- _Estratto del brano_
════

In
occasione della festa dei Tabernacoli si faceva una grande
illuminazione negli atri del Tempio, e il popolo vi accorreva con
torce accese. Forse c'erano ancora le vestigia di questa
illuminazione e non si erano ancora tolte le lampade sospese da ogni
parte, quando Gesù, alzando la voce, si proclamò Luce e Guida del
mondo, esclamando: Io
sono la luce del mondo, chi mi segue
non camminerà nelle tenebre ma avrà la luce della vita.
In mezzo
a tanto sfoggio di luce che gli Ebrei facevano nelle solennità, in
realtà rimanevano nelle tenebre dello spirito e non sapevano come
volgere i loro passi alla Vita eterna. Ciechi e guide di ciechi, non
vedevano neppure nella loro storia e nei loro Profeti, non sapevano
discernere l'avverarsi delle divine promesse e si abbrutivano
miseramente in una vita tutta materiale.

════

- _Raccolta di record_
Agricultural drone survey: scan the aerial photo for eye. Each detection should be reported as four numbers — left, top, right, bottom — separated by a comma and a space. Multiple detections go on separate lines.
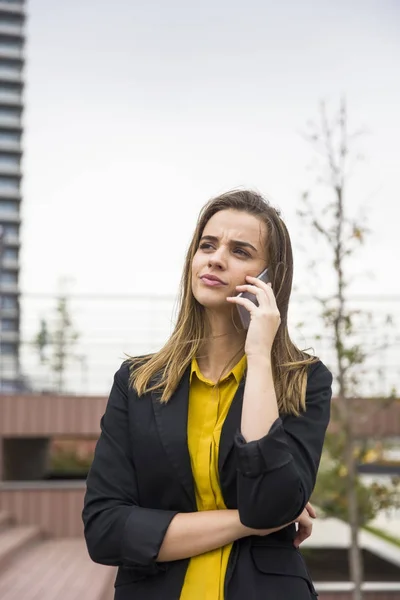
199, 242, 214, 250
234, 248, 250, 258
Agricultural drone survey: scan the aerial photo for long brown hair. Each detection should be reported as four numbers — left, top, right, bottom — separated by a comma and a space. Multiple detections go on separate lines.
129, 190, 318, 415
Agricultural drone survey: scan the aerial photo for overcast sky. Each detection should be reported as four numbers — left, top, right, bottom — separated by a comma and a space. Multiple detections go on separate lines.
21, 0, 400, 294
14, 0, 400, 393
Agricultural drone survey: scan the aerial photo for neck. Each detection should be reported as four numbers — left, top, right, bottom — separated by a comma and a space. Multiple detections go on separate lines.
197, 313, 246, 381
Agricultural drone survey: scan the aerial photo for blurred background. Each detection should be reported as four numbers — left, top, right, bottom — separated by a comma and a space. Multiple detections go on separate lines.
0, 0, 400, 600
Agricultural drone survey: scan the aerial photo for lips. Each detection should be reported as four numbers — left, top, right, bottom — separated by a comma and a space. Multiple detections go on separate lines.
200, 273, 227, 285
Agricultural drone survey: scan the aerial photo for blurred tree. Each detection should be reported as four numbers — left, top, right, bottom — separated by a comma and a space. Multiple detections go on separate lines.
34, 293, 80, 394
298, 100, 398, 600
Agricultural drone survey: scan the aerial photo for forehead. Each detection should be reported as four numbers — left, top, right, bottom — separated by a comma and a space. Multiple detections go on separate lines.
203, 209, 267, 248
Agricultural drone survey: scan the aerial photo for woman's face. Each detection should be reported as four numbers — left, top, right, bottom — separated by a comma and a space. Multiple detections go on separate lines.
192, 209, 267, 313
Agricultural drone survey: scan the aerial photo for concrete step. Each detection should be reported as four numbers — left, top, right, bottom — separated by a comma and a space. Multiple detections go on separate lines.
0, 538, 116, 600
0, 525, 41, 572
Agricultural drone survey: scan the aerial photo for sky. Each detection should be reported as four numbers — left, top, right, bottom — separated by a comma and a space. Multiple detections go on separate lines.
15, 0, 400, 392
21, 0, 400, 294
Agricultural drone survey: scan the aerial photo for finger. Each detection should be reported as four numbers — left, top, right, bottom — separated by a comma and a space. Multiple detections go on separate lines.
306, 502, 317, 519
236, 283, 270, 307
246, 275, 277, 307
227, 296, 258, 314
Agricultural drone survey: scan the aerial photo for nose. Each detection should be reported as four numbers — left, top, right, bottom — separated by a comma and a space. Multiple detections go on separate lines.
208, 247, 226, 271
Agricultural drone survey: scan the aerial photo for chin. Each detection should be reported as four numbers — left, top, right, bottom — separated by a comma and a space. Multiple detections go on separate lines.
193, 290, 230, 311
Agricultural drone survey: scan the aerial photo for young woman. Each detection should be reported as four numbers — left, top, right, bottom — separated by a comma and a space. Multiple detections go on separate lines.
83, 191, 332, 600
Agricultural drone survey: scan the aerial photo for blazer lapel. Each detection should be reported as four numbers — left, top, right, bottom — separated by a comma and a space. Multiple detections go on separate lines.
152, 368, 196, 510
218, 376, 246, 473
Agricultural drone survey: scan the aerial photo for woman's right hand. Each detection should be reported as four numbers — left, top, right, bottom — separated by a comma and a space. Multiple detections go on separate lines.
234, 502, 317, 548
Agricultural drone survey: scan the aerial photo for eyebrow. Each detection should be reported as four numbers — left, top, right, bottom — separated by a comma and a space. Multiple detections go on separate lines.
200, 235, 257, 252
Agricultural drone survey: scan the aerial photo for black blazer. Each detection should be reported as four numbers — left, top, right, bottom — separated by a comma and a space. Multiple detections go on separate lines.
82, 362, 332, 600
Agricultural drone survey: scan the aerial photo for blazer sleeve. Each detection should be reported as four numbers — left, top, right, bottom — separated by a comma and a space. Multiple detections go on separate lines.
82, 363, 177, 573
235, 361, 332, 529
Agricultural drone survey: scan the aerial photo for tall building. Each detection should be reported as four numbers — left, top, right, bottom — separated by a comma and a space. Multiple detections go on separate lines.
0, 0, 25, 392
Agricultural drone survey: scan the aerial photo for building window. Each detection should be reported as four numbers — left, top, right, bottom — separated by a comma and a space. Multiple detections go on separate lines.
0, 296, 18, 310
0, 107, 21, 125
3, 248, 18, 260
0, 61, 22, 77
0, 271, 18, 283
0, 319, 18, 331
0, 200, 18, 212
0, 342, 17, 354
0, 177, 19, 190
0, 155, 20, 167
0, 132, 21, 143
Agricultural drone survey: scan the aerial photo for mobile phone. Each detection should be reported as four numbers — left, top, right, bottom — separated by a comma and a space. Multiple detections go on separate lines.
237, 267, 270, 329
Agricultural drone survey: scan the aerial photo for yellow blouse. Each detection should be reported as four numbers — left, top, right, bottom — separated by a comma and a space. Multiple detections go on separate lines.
180, 356, 246, 600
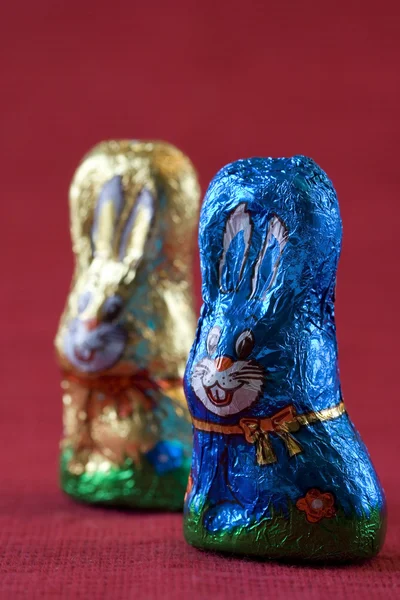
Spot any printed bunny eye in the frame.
[102,296,123,321]
[235,329,254,359]
[207,326,221,356]
[78,292,92,313]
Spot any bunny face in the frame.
[62,176,154,373]
[191,326,265,417]
[186,157,341,418]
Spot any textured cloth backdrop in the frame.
[0,0,400,600]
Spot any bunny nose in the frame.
[85,319,98,331]
[215,356,233,371]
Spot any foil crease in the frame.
[184,156,385,561]
[55,140,199,509]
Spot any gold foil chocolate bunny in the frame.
[56,141,199,509]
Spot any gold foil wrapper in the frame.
[55,141,199,508]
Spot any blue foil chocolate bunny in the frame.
[185,156,385,561]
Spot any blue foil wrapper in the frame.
[185,156,385,560]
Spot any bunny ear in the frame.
[91,175,124,258]
[250,215,289,298]
[219,202,253,294]
[119,187,155,267]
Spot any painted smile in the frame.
[74,348,96,362]
[204,383,242,406]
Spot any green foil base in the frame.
[184,506,386,563]
[60,449,190,511]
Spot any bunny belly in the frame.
[185,415,385,559]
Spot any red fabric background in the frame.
[0,0,400,600]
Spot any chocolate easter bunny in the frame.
[56,141,199,509]
[185,156,385,561]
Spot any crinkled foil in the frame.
[184,156,385,561]
[56,141,199,509]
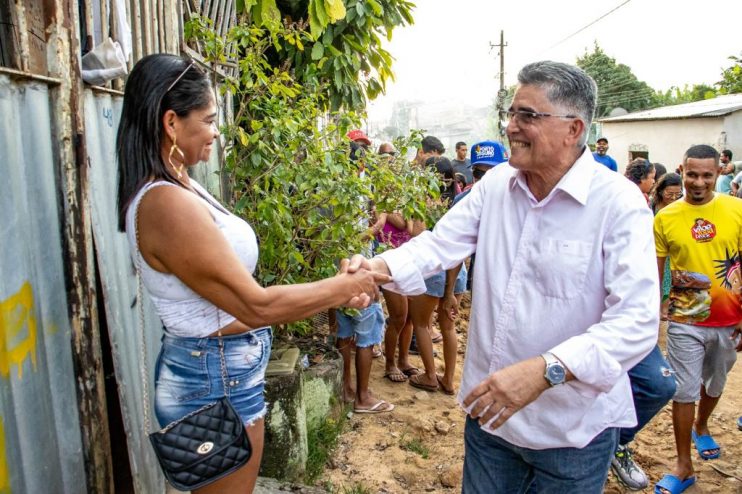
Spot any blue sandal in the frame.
[691,431,721,460]
[654,473,696,494]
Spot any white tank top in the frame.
[126,179,258,338]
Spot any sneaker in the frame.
[611,445,649,491]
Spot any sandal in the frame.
[407,376,438,393]
[353,400,394,413]
[691,430,721,460]
[435,374,456,396]
[402,367,421,377]
[384,369,407,383]
[654,473,696,494]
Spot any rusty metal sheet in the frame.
[0,75,86,493]
[84,90,165,494]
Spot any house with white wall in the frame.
[599,94,742,172]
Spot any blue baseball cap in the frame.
[471,141,509,166]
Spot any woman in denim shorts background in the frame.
[408,157,466,395]
[116,54,390,494]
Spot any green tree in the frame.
[238,0,415,110]
[577,43,657,117]
[186,19,443,332]
[715,55,742,94]
[656,84,716,106]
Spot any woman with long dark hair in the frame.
[116,54,385,494]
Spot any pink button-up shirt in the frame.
[380,150,659,449]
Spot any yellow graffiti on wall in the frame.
[0,282,36,378]
[0,417,11,494]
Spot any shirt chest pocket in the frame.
[531,238,592,299]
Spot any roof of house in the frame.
[598,93,742,123]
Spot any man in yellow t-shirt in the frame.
[654,145,742,493]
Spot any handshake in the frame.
[336,254,392,309]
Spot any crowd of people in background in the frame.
[117,54,742,494]
[340,64,742,494]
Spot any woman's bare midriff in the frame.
[209,321,255,338]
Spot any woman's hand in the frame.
[337,259,392,309]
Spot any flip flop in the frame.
[384,371,407,383]
[353,400,394,413]
[407,376,438,393]
[402,367,420,377]
[691,430,721,460]
[435,374,456,396]
[654,473,696,494]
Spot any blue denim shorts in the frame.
[337,302,384,348]
[155,327,273,427]
[425,265,466,298]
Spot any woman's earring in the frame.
[167,136,185,178]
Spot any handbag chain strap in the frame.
[134,187,229,434]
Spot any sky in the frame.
[368,0,742,120]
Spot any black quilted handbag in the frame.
[149,396,252,491]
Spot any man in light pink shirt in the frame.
[350,62,659,493]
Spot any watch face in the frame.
[547,365,565,385]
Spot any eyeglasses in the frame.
[165,60,198,93]
[500,110,578,125]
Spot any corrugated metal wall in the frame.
[85,90,165,494]
[0,75,86,493]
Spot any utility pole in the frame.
[490,30,508,141]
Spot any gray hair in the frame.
[518,60,598,146]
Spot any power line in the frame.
[544,0,631,51]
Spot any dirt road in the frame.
[323,307,742,494]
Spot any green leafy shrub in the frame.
[186,18,444,334]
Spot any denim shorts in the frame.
[155,327,273,427]
[337,302,384,348]
[425,264,466,298]
[667,321,737,403]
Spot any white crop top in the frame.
[126,179,258,338]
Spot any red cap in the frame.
[348,129,371,146]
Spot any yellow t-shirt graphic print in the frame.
[654,194,742,327]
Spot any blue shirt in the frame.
[593,153,618,172]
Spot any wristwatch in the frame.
[541,352,567,387]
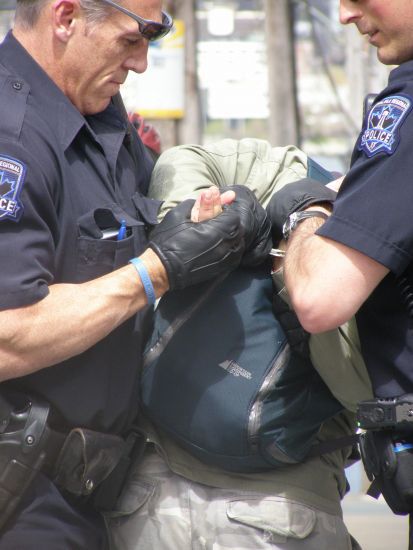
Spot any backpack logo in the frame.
[358,95,412,157]
[219,359,252,380]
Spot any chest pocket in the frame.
[76,193,161,283]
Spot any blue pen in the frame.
[117,220,126,241]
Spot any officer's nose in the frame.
[340,0,362,25]
[124,39,149,73]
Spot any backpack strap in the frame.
[307,434,360,460]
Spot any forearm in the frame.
[0,250,168,380]
[284,210,389,333]
[149,139,307,217]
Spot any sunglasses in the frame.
[102,0,173,42]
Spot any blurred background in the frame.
[0,0,408,550]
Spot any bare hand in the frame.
[191,186,235,222]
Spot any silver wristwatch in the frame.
[283,210,328,240]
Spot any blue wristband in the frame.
[129,258,156,305]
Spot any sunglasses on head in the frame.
[102,0,173,42]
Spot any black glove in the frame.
[267,178,337,244]
[220,185,272,266]
[272,293,310,359]
[149,200,245,290]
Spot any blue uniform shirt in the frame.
[0,33,158,432]
[318,61,413,397]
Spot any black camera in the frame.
[357,394,413,431]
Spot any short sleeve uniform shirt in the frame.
[0,33,158,432]
[318,62,413,397]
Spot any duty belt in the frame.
[0,396,145,528]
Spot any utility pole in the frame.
[265,0,301,146]
[155,0,202,149]
[175,0,202,143]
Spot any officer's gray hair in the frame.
[15,0,123,28]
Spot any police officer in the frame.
[270,0,413,544]
[0,0,269,550]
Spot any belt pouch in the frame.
[53,428,126,496]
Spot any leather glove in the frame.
[272,293,310,359]
[267,178,337,244]
[220,185,272,266]
[149,200,245,290]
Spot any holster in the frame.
[0,396,64,529]
[360,430,413,515]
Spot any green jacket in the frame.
[143,139,372,513]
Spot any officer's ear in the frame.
[52,0,80,42]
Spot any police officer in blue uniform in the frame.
[0,0,270,550]
[270,0,413,540]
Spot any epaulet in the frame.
[0,74,30,141]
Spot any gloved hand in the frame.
[267,178,337,244]
[220,185,272,266]
[149,200,245,290]
[272,292,310,359]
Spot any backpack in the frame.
[141,263,343,472]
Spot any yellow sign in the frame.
[121,20,185,118]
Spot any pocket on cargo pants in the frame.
[222,495,351,550]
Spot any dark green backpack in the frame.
[142,265,343,472]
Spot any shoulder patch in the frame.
[358,95,412,157]
[0,155,26,222]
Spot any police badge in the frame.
[358,95,412,157]
[0,156,26,222]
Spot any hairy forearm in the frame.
[0,250,168,380]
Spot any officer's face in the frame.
[64,0,162,114]
[340,0,413,65]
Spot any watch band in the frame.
[283,210,328,240]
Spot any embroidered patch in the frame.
[0,156,26,222]
[359,95,412,157]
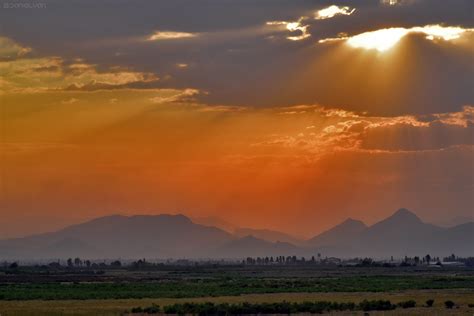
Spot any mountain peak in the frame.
[338,217,367,227]
[388,208,421,222]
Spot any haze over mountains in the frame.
[0,209,474,260]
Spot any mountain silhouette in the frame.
[0,209,474,260]
[307,218,367,247]
[234,228,303,245]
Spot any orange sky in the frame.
[0,1,474,238]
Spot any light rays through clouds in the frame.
[319,25,474,52]
[314,5,356,20]
[0,0,474,234]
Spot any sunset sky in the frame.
[0,0,474,238]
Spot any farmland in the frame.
[0,265,474,316]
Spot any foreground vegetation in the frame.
[0,290,474,316]
[0,276,474,300]
[131,300,408,315]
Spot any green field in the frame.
[0,266,474,316]
[0,290,474,316]
[0,276,474,300]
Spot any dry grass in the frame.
[0,289,474,316]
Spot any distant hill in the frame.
[215,236,305,258]
[191,216,239,234]
[309,209,474,257]
[0,215,234,258]
[234,228,304,245]
[307,218,367,248]
[0,209,474,260]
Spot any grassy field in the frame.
[0,267,474,316]
[0,290,474,316]
[0,275,474,300]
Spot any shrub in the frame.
[359,300,397,312]
[132,307,143,314]
[398,300,416,308]
[143,304,160,314]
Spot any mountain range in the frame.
[0,209,474,260]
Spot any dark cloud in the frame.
[361,122,474,151]
[0,0,474,116]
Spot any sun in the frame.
[347,28,409,52]
[347,25,473,52]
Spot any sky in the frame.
[0,0,474,238]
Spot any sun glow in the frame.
[314,5,355,20]
[319,25,474,52]
[267,18,311,41]
[148,31,197,41]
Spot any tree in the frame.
[74,258,82,267]
[425,255,431,264]
[110,260,122,268]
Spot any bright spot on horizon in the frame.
[314,5,355,20]
[148,31,197,41]
[319,25,474,52]
[380,0,401,5]
[267,19,311,41]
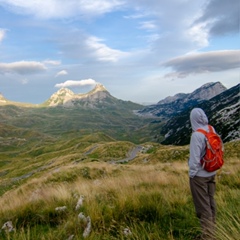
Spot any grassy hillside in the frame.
[0,136,240,240]
[0,101,159,143]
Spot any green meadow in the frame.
[0,137,240,240]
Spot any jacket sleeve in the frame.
[188,132,206,178]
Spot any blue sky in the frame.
[0,0,240,103]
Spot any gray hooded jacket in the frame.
[188,108,216,178]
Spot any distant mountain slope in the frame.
[137,82,226,117]
[161,84,240,145]
[43,84,120,108]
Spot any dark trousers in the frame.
[190,176,216,239]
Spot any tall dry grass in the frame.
[0,158,240,240]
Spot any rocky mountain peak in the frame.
[91,83,107,93]
[188,82,227,100]
[45,83,113,107]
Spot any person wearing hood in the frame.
[188,108,216,240]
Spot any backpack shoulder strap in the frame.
[196,128,207,136]
[196,125,214,136]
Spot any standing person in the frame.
[188,108,216,240]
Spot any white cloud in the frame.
[43,60,61,66]
[55,70,68,77]
[55,78,97,88]
[163,50,240,78]
[0,61,47,75]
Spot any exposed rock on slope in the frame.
[138,82,226,117]
[44,84,115,108]
[161,84,240,145]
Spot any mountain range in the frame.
[0,82,240,145]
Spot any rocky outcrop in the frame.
[137,82,226,117]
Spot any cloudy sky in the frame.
[0,0,240,103]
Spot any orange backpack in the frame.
[197,125,224,172]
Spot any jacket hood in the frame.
[190,108,208,131]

════

- _Compiti da svolgere_
a: Nel brano sulla festa dei Tabernacoli, con che cosa accorreva il popolo negli atri del Tempio?
b: Continua il brano sulla festa dei Tabernacoli a partire dalla sua ultima frase.
I record non hanno alcun legame con il brano.

- _Risposte in ordine_
a: Con torce accese.

b:
Gesù
si dichiarò non solo la loro Luce, ma la
Luce del mondo, cioè
di tutte le età e di tutte le nazioni. Luce intellettuale per la
rivelazione dell'eterna Verità; Luce del cuore per la guida sicura
che Egli dona alle eterne aspirazioni; Luce della vera scienza perché
la orienta e le impedisce ogni traviamento; Luce della storia perché
la riempie di sé e la spiega; Luce delle arti perché dona ad esse
l'ispirazione sublime.
Senza
di Lui c'è la barbarie e, rinnegandolo, le nazioni più civili vi
ricadono, come si vede e si tocca con mano ogni giorno. Le nazioni
che eclissarono semplicemente la sua luce con la nebbia fitta degli
errori, delle eresie e dello scisma, decaddero e decadono
precipitosamente nell'abisso e, se non giungono ancora nel fondo, è
per quel residuo di cristianesimo che ancora le pervade, quasi
crepuscolo del giorno già tramontato.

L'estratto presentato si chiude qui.